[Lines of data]
§

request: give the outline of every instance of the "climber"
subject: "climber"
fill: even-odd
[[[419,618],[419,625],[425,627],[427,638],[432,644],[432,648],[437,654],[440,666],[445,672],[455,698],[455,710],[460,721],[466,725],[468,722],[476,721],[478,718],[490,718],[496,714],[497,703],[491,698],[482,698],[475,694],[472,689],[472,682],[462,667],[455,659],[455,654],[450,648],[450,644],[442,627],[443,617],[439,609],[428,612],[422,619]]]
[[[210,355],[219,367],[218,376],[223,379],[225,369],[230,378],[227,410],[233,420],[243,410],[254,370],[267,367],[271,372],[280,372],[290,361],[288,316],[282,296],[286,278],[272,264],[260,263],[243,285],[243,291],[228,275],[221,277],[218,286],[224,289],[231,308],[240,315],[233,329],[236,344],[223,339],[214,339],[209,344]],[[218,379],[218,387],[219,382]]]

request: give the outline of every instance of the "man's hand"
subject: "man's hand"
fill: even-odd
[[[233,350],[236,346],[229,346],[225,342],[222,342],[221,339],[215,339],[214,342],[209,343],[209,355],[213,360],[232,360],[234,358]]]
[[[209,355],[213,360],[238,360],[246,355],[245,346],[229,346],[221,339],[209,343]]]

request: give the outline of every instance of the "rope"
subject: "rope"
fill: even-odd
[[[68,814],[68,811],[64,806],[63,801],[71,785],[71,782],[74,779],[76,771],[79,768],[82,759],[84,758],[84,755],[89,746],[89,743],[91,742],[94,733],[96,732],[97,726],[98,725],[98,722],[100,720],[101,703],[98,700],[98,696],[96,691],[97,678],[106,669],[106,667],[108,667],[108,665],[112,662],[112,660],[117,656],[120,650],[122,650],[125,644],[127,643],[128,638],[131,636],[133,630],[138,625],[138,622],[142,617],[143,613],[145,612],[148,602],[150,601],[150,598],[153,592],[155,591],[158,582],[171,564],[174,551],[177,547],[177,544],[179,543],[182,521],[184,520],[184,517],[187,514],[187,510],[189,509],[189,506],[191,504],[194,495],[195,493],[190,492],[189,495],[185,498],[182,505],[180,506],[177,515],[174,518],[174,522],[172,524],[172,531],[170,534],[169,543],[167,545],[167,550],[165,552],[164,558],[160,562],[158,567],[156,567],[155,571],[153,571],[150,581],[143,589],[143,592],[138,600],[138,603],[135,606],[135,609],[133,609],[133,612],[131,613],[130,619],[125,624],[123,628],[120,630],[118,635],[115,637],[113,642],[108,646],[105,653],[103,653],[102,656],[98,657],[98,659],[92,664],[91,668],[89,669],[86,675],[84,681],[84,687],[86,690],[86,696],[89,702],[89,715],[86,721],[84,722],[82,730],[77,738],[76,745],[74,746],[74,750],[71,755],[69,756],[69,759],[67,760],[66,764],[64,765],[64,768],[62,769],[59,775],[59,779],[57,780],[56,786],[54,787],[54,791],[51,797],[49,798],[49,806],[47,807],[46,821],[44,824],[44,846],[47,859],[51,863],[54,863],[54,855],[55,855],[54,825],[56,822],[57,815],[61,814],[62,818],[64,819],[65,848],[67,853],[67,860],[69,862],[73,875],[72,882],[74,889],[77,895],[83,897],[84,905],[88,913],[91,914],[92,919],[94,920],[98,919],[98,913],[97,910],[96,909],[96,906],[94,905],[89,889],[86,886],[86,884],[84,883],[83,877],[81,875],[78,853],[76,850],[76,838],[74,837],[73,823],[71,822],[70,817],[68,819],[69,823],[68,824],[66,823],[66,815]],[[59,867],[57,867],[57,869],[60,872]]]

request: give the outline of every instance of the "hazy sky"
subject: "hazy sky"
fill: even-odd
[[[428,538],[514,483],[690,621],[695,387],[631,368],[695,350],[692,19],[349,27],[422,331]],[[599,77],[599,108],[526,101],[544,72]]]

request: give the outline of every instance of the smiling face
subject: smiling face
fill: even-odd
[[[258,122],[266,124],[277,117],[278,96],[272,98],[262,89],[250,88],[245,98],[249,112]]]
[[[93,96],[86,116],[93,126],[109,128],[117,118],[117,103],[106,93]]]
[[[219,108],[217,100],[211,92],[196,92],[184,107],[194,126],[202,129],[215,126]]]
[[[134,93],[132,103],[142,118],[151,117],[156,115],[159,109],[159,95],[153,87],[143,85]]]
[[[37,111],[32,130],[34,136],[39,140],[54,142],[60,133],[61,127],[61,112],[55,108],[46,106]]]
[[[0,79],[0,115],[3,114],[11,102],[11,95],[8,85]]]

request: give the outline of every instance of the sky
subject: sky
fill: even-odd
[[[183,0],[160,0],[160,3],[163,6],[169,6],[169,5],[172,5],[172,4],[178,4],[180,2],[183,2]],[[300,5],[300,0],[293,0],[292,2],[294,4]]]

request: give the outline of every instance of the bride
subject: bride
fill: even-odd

§

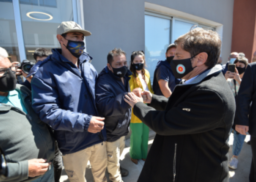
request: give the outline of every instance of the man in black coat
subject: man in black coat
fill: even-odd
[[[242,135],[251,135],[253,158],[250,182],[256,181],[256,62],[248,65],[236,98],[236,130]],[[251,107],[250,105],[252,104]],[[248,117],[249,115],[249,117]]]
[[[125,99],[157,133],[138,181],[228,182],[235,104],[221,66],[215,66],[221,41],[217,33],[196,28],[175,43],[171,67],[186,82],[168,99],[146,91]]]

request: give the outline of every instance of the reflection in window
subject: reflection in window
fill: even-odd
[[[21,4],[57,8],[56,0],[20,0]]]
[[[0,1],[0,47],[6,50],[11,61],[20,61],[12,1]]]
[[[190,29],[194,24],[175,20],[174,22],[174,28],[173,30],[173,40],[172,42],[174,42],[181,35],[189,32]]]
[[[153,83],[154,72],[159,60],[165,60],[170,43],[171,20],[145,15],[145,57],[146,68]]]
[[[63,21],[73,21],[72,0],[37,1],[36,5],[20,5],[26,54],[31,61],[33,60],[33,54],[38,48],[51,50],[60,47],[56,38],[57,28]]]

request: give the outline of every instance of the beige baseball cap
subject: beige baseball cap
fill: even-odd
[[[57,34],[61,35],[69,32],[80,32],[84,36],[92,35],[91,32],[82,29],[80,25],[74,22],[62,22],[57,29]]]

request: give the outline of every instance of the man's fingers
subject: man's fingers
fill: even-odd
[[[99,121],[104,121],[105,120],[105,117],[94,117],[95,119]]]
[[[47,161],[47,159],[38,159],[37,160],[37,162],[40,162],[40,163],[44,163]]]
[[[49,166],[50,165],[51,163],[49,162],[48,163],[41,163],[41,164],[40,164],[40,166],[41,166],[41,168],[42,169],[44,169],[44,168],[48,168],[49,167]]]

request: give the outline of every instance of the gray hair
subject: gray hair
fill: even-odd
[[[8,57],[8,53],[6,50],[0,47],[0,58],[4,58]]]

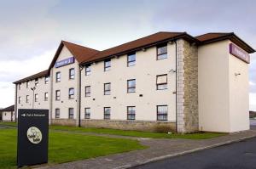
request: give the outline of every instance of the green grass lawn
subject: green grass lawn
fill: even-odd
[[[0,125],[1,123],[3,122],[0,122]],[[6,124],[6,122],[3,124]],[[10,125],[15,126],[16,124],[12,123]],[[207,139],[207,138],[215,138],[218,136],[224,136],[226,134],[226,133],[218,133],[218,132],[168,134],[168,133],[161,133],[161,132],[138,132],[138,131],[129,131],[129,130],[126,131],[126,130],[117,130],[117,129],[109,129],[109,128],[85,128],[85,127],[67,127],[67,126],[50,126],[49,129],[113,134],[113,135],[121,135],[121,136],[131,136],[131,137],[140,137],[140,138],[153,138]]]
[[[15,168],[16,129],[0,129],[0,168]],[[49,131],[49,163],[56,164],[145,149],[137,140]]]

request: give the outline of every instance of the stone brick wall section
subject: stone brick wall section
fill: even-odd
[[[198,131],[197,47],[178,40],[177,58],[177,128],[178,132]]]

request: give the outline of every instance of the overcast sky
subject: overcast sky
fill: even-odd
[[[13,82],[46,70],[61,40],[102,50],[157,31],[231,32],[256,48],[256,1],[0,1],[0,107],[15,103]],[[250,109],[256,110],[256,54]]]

§

[EXERCISE AIM]: Could you retype, unchanged, the entries between the line holding "request: give the outline of every instance of the gray" and the line holding "[[[8,57],[8,53],[6,50],[0,47],[0,58],[4,58]]]", both lines included?

[THE RESPONSE]:
request: give the outline of every instance of the gray hair
subject: gray hair
fill: even-odd
[[[8,57],[8,53],[6,50],[0,47],[0,58],[4,58]]]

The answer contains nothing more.